■ Exercise brief ■
Pick out every line in the items below that contains the string "woman", and copy each one.

--

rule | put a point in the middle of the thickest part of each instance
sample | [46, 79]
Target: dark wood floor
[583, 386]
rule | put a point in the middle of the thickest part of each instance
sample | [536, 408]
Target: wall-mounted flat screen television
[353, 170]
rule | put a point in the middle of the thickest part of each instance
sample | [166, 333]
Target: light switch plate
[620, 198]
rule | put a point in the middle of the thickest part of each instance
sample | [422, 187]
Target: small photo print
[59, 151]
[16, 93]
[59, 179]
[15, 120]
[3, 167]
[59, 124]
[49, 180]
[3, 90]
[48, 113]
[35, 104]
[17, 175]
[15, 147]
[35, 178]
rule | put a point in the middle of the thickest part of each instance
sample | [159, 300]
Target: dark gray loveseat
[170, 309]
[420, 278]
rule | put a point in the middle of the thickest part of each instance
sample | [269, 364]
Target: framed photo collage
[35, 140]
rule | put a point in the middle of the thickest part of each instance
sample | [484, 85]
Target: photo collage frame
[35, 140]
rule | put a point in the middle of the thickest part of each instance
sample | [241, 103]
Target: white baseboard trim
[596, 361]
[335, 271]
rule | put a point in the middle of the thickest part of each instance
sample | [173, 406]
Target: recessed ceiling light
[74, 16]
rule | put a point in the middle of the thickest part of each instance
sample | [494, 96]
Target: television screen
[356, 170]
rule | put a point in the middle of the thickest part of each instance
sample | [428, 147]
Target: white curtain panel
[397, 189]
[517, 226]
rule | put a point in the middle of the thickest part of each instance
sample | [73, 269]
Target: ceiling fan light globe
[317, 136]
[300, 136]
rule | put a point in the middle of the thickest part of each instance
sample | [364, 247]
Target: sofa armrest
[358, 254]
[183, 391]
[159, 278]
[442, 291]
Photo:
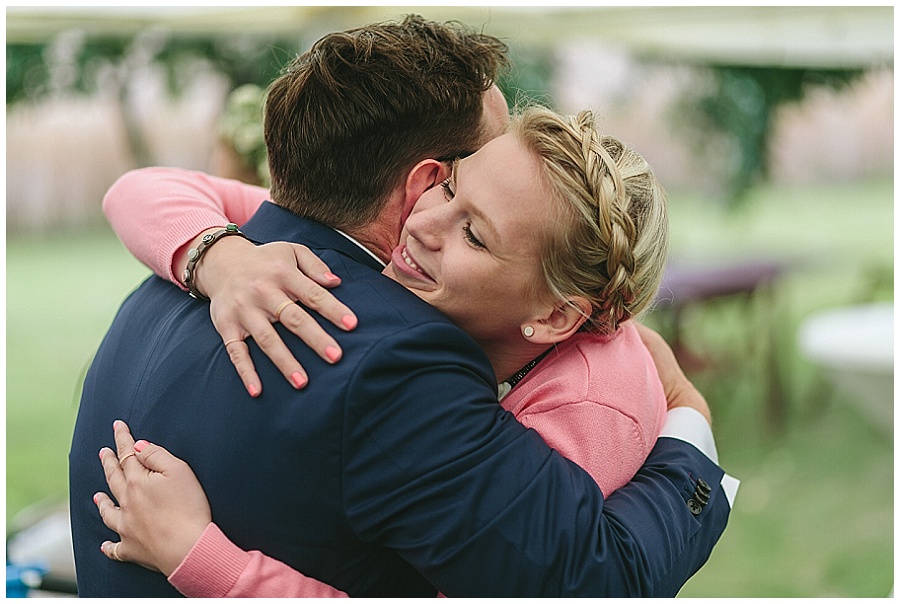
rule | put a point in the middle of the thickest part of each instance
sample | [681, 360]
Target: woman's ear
[561, 322]
[425, 175]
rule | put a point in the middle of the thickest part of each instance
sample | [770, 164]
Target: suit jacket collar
[273, 223]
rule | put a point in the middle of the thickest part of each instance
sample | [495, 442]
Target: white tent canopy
[795, 36]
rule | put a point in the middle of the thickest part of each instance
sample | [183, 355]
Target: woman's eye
[448, 192]
[471, 238]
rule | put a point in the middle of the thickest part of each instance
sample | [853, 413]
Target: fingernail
[298, 379]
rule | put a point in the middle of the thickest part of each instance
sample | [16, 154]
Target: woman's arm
[161, 213]
[199, 560]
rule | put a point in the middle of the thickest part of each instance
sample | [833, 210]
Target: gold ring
[284, 305]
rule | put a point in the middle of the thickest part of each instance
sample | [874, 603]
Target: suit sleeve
[156, 211]
[437, 471]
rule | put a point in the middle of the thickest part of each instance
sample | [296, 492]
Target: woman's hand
[680, 391]
[251, 287]
[162, 508]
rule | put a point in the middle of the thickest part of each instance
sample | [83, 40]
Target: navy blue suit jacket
[393, 473]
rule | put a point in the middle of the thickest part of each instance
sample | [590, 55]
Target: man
[394, 472]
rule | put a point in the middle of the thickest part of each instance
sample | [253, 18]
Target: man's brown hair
[349, 118]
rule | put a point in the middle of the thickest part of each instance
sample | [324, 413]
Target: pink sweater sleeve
[603, 440]
[217, 568]
[156, 211]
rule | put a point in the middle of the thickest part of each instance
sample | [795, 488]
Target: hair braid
[612, 250]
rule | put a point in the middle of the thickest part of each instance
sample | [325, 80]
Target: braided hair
[611, 244]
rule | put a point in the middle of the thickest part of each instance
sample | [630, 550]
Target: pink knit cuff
[212, 566]
[180, 233]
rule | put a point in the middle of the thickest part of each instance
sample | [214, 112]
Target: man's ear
[425, 175]
[561, 321]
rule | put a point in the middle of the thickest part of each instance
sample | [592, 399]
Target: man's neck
[382, 235]
[377, 240]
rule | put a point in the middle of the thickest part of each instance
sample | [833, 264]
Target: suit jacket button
[702, 497]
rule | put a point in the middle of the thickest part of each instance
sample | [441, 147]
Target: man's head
[350, 117]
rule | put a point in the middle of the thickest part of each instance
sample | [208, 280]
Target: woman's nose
[428, 225]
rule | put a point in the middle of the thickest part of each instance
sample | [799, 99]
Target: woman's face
[470, 246]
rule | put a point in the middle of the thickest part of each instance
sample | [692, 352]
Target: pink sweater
[597, 401]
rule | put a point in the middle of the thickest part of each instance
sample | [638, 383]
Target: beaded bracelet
[194, 255]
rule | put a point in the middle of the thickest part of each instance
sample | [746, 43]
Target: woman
[543, 246]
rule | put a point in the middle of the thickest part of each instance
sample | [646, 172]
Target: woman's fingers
[112, 469]
[315, 296]
[239, 353]
[109, 511]
[261, 286]
[124, 440]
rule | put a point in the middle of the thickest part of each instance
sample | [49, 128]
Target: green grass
[62, 292]
[814, 515]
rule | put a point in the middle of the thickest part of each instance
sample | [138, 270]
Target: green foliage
[814, 514]
[740, 104]
[529, 78]
[73, 63]
[26, 71]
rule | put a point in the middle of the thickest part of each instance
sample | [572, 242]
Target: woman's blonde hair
[612, 241]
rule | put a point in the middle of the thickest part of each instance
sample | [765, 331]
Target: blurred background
[772, 129]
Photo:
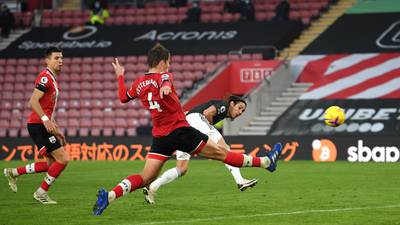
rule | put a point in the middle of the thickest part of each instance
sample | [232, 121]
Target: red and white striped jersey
[47, 83]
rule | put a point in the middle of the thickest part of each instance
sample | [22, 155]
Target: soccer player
[170, 131]
[43, 130]
[203, 117]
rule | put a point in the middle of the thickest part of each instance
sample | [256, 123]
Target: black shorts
[45, 141]
[186, 139]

--

■ Solution to this problem ■
Target: woman's ear
Target: woman's eye
Target: woman's arm
Target: woman's hand
Target: woman's nose
Target: woman's face
Target: woman
Target: woman's fingers
Target: woman's blonde hair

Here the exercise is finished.